- [Exercise goal]: Recast everything from the line containing "Mark a point on each instance of the plastic water" down to the line containing "x=34, y=316", both included, as a JSON list of strings with one string per line and blank lines omitted.

- [Supplied records]:

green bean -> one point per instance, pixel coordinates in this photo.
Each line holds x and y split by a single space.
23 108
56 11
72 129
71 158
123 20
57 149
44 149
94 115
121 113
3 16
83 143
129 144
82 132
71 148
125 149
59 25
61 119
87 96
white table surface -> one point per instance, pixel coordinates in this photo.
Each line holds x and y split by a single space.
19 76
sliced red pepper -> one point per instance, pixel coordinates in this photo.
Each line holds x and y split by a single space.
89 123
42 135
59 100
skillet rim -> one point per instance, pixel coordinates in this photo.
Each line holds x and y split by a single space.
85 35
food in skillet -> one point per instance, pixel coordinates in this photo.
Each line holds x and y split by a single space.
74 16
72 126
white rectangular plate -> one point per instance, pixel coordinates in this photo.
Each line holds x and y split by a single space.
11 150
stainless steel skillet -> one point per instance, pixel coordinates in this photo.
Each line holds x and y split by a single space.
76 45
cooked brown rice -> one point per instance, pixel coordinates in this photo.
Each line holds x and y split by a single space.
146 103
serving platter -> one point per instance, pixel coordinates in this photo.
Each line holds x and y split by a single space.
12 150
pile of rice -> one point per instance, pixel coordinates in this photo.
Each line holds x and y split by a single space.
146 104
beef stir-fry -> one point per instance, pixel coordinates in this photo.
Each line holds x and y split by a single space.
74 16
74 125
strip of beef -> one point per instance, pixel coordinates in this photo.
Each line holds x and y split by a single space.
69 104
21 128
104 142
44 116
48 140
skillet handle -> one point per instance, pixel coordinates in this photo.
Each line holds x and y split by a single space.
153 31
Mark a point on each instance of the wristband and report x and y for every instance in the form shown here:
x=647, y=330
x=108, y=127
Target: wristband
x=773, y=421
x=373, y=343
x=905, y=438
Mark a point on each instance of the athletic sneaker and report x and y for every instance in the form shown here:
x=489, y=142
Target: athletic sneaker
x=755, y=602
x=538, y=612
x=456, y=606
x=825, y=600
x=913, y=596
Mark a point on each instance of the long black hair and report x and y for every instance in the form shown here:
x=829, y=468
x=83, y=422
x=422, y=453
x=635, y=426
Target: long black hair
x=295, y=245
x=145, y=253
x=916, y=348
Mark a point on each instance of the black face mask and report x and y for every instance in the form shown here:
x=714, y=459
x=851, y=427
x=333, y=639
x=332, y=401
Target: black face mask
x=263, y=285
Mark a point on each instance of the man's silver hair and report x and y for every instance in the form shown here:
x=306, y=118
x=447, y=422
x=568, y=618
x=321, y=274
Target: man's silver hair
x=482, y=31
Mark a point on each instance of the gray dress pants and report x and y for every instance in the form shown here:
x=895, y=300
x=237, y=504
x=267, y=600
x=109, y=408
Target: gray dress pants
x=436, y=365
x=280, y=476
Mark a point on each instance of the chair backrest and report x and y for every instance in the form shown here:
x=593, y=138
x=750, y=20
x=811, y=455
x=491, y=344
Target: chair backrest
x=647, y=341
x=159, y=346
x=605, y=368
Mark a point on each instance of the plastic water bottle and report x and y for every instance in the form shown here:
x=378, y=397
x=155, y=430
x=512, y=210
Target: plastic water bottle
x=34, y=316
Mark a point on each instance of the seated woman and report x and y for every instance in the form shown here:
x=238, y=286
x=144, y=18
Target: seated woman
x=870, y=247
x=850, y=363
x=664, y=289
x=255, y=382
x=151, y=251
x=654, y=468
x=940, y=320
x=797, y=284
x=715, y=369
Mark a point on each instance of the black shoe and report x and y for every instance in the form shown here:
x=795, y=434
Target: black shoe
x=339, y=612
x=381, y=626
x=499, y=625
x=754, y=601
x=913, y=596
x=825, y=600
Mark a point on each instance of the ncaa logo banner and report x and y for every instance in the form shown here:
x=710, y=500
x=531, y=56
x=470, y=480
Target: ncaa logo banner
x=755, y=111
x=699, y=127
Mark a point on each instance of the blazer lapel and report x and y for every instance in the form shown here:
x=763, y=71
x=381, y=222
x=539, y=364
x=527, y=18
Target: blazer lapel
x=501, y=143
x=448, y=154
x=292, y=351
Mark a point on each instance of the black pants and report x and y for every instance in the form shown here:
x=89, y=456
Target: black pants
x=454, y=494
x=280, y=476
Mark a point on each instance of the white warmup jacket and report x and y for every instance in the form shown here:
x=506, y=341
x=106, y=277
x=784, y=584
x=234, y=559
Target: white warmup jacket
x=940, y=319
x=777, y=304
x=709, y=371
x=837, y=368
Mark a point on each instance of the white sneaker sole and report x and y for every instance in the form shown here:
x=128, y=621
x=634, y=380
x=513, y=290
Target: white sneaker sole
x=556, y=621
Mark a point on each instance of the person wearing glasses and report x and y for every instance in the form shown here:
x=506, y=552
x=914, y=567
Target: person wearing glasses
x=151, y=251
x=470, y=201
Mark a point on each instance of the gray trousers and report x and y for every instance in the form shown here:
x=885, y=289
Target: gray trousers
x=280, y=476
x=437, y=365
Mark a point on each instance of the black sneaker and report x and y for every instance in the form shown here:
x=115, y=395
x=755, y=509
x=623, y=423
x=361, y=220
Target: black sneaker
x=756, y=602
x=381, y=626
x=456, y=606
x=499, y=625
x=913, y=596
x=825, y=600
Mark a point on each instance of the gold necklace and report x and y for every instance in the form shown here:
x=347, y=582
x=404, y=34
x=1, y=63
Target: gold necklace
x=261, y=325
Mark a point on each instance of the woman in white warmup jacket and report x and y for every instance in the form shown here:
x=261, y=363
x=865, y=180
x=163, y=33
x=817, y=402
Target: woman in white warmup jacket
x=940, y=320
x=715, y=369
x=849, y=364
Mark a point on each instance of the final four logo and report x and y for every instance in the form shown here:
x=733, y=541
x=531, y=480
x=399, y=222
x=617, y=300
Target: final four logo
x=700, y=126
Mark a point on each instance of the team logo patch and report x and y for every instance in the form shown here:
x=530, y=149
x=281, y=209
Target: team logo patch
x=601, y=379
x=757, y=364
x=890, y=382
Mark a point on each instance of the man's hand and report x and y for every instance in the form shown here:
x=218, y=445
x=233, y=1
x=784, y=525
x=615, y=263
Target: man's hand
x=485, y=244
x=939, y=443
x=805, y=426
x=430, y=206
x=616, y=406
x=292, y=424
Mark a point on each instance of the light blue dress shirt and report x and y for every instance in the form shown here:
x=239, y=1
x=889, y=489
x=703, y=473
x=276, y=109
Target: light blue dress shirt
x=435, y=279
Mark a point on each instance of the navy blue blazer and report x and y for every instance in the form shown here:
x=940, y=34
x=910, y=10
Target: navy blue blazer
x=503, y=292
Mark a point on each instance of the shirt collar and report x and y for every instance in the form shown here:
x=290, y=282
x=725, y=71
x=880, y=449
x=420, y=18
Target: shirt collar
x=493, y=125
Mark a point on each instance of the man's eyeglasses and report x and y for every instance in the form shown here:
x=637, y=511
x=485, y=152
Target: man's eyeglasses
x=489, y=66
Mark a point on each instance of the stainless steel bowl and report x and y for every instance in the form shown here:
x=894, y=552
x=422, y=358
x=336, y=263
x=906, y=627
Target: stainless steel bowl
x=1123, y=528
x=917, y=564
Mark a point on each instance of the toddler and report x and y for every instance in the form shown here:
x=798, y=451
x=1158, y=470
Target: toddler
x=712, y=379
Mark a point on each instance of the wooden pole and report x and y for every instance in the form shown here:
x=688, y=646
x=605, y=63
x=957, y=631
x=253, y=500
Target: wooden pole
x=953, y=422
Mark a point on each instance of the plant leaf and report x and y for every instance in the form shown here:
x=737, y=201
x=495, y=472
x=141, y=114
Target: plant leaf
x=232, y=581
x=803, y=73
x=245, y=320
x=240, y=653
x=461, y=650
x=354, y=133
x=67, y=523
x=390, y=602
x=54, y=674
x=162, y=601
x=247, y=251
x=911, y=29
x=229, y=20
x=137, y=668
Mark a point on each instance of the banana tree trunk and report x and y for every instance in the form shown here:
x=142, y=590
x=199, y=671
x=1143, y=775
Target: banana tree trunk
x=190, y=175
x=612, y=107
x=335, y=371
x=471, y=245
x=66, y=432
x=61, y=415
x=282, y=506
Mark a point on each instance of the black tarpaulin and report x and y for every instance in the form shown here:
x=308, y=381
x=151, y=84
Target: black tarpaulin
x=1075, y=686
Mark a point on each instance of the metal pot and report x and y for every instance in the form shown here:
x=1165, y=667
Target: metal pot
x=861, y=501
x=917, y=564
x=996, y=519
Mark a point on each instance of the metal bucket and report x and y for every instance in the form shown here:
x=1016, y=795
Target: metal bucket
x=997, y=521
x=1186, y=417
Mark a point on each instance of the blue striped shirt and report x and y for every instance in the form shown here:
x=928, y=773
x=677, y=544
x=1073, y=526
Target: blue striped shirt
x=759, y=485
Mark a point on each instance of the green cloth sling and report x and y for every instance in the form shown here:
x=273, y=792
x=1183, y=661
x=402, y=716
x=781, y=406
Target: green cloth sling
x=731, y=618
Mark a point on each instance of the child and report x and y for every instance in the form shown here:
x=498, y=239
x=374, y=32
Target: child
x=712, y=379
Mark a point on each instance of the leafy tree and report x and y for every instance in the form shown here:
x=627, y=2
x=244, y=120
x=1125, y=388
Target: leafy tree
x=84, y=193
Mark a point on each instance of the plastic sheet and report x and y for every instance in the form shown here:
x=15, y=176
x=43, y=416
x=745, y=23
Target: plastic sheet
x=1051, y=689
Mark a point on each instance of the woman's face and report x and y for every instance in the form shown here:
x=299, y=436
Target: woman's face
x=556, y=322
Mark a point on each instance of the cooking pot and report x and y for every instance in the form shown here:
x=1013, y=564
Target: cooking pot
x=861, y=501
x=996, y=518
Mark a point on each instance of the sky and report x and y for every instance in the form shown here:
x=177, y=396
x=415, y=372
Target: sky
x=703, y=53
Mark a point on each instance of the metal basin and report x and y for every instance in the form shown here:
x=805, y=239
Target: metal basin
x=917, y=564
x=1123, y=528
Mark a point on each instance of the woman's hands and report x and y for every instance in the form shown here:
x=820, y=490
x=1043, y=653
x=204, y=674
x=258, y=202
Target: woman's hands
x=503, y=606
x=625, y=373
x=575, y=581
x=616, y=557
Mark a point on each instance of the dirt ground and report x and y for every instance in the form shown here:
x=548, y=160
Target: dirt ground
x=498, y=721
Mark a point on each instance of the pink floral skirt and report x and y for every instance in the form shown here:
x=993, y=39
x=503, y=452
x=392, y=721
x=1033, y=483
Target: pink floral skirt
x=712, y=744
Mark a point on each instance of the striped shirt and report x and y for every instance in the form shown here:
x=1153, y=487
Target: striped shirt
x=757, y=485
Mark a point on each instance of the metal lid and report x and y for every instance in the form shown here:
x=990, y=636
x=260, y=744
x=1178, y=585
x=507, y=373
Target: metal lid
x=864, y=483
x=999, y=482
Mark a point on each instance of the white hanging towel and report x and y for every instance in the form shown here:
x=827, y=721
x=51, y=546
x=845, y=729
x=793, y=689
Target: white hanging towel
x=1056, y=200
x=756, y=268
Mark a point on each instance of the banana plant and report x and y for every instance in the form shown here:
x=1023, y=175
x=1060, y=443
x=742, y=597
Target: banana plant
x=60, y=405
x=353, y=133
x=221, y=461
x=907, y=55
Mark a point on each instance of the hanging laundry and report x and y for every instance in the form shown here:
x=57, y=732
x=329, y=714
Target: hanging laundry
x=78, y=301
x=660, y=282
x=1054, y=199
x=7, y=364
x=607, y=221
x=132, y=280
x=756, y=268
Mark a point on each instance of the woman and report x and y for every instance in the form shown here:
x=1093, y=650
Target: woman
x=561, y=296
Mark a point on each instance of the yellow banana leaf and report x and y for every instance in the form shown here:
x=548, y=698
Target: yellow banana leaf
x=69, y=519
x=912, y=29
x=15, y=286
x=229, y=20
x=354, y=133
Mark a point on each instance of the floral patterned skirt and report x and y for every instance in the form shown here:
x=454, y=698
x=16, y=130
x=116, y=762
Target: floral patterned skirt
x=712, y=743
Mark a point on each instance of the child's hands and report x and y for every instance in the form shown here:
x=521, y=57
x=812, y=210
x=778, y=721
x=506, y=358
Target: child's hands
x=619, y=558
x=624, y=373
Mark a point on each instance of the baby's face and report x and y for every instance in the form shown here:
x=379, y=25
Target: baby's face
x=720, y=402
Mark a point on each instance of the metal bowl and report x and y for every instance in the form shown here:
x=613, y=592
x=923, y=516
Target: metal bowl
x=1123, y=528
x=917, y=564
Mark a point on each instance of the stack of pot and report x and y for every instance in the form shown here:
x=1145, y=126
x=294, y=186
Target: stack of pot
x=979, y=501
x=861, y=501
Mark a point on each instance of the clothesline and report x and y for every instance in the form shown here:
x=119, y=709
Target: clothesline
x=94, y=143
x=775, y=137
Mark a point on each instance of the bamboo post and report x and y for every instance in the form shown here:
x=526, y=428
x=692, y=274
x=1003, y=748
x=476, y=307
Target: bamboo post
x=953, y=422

- [Solution to this problem]:
[
  "Mark a point on each instance of the plastic water bottle and report x and y for every instance in the form shown here:",
  "x=378, y=397",
  "x=155, y=430",
  "x=512, y=210",
  "Target: plastic water bottle",
  "x=34, y=316"
]